* **TAREFA ESCRITA 1**
No bloco de texto sobre chaves primárias, que tabela serve de exemplo para um caso em que a chave precisa ser composta?

* **BLOCO DE TEXTO**

************

Cada um destes grupos pode ser subdividido em outros 2 grupos: chaves simples e chaves compostas. O primeiro grupo refere-se às chaves que utilizam apenas um campo (ou propriedade) de uma tabela (ou entidade) para concretizar este índice. Já o segundo grupo refere-se às chaves que incorporam mais de um campo em seu índice, podendo, quaisquer dos campos (ou até mesmo todos), ser uma chave estrangeira dentro de uma tabela.

As chaves naturais

Sabendo o que são chaves primárias naturais fica mais fácil compreender seu uso. Como ilustrado acima, os números de CPF e CNPJ caberiam como chaves primárias em qualquer tabela de cadastro de pessoas. Seu uso foi largamente propagado quando os requisitos de espaço para armazenamento e desempenho dos sistemas de bancos de dados começaram a se tornar críticos, pois estes campos, atuando como chaves, eliminam a necessidade de novos campos para este fim, reduzindo o espaço de armazenamento e, por conseguinte, melhorando o desempenho do sistema.

Contudo, há um problema. Dependendo da modelagem de dados elaborada, certos registros não conterão identificadores únicos naturais em um único campo, demandando a composição da chave. Um exemplo banal e, por isso mesmo, de fácil compreensão, é uma tabela que armazena registros de pneus. Sabendo que vários fabricantes produzem pneus ao redor do mundo e que estes têm características semelhantes entre si, é impossível determinar uma única característica que o distingua dentre todos os outros, já que o fabricante Goodyear produz um pneu radial para aros de 14 polegadas, assim como a Pirelli e a Firestone, com banda (largura ou bitola) de 185 mm, altura de 70% em relação à banda, carga máxima de 475 kg e velocidade máxima de rodagem de 190 km/h. Assim, tanto Goodyear quanto Pirelli e Firestone fabricam ao menos um modelo de pneu 185/70R14 82T, sendo que qualquer um deles pode fabricar mais de um modelo com estas mesmas características. Portanto, para podermos criar uma chave natural para registros assim deveremos levar em conta uma composição de chave que contemple os campos Fabricante, Banda, Altura, Carga Máxima, Velocidade Máxima e Nome do Modelo, o que implica, em caso de postergação da chave como chave estrangeira em um relacionamento entre tabelas, como formação de preços ou controle de estoque, na utilização de todos os campos da chave primária em uma tabela relacionada. Com isso, além de uma complexidade absurda do modelo, ainda teremos uma sensível queda de desempenho, já que o conteúdo das chaves primárias é “replicado” em sua postergação.

************

Trechos de dados de apontamento:
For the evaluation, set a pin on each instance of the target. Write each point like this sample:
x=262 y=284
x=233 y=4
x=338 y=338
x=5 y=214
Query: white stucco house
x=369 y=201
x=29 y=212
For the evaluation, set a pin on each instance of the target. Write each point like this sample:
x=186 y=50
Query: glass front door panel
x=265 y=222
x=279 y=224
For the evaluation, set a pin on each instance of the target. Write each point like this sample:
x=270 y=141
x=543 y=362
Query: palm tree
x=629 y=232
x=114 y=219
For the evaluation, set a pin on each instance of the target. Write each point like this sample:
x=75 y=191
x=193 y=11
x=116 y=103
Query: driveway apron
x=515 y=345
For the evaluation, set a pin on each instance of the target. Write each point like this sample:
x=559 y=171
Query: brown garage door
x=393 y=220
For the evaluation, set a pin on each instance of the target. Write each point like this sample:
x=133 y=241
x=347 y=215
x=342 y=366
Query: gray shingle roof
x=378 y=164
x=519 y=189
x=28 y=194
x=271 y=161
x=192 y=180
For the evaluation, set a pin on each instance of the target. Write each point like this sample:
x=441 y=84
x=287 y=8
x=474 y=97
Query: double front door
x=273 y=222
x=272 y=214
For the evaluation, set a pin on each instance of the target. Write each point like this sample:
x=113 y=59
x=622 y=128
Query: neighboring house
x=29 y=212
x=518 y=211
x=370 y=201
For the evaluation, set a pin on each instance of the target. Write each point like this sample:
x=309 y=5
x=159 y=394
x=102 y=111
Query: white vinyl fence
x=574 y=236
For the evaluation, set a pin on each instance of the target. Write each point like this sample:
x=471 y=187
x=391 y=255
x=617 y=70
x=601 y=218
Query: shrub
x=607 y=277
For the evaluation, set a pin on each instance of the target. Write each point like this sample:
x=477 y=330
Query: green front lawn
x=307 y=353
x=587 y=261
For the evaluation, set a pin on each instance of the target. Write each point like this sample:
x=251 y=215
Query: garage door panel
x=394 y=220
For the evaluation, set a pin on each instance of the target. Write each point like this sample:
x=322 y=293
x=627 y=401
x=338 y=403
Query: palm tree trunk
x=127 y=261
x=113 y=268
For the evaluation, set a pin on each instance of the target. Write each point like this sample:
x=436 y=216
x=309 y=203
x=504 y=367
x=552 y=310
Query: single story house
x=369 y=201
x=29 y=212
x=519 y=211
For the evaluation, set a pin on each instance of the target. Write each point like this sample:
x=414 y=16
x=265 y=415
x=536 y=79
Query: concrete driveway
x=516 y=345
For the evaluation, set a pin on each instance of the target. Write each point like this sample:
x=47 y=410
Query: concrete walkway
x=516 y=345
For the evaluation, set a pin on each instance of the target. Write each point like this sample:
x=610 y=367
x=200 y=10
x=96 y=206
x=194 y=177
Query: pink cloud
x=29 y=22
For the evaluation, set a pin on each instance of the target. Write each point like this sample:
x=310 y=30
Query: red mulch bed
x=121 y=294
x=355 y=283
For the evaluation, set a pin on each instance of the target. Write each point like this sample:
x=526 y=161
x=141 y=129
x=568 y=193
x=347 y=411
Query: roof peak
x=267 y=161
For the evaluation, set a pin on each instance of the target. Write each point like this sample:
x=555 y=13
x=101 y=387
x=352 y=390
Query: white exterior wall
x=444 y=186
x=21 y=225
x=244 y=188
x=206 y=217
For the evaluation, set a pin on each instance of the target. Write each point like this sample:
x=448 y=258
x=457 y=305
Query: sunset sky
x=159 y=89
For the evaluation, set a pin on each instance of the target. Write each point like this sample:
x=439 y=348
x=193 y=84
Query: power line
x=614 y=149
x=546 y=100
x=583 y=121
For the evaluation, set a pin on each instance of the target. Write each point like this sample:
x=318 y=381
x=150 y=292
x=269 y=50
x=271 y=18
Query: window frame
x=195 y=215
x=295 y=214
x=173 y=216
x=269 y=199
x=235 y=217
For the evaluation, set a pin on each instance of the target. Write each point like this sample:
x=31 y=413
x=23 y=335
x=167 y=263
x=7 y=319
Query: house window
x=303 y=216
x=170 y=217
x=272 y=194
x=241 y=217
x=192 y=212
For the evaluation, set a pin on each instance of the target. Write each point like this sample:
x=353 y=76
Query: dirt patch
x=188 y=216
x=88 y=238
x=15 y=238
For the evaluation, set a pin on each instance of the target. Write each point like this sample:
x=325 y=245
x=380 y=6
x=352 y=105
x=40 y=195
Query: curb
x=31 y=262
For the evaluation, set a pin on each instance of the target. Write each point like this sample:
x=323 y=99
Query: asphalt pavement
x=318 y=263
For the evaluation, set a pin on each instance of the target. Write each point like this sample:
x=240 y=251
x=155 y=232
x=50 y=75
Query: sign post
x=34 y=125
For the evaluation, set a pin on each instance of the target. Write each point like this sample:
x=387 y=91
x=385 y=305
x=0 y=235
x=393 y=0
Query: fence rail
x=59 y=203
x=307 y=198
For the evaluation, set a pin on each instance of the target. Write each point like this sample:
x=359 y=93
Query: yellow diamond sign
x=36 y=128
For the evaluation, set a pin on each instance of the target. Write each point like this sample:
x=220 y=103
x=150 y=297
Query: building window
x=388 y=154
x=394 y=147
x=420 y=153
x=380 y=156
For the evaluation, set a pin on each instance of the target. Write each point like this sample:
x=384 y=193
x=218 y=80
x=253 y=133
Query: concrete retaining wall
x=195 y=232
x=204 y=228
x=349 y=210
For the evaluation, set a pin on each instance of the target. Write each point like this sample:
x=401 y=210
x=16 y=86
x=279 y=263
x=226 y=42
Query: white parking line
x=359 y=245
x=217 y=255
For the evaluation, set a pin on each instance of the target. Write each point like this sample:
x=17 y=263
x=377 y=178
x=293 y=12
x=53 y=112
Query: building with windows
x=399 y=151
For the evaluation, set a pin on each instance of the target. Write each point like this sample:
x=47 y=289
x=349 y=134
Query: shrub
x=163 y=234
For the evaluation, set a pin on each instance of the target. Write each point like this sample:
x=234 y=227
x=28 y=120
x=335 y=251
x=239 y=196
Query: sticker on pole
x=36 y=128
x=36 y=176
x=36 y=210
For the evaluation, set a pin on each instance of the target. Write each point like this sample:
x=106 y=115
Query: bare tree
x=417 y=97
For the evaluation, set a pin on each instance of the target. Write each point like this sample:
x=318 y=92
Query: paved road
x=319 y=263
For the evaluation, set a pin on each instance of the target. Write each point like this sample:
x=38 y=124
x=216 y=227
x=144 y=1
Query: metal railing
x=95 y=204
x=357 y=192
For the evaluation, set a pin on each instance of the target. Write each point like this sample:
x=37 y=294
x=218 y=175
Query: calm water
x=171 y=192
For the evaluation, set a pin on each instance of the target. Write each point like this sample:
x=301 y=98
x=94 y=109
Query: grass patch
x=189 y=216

************

* **TAREFA ESCRITA 2**
Formate como lista numerada as linhas de dados, tudo desde o início delas até a linha que contém "x=279 y=224", incluindo ambas as pontas e omitindo as linhas em branco.

* **RESPOSTA 1**
Uma tabela que armazena registros de pneus.

* **RESPOSTA 2**
1. For the evaluation, set a pin on each instance of the target. Write each point like this sample:
2. x=262 y=284
3. x=233 y=4
4. x=338 y=338
5. x=5 y=214
6. Query: white stucco house
7. x=369 y=201
8. x=29 y=212
9. For the evaluation, set a pin on each instance of the target. Write each point like this sample:
10. x=186 y=50
11. Query: glass front door panel
12. x=265 y=222
13. x=279 y=224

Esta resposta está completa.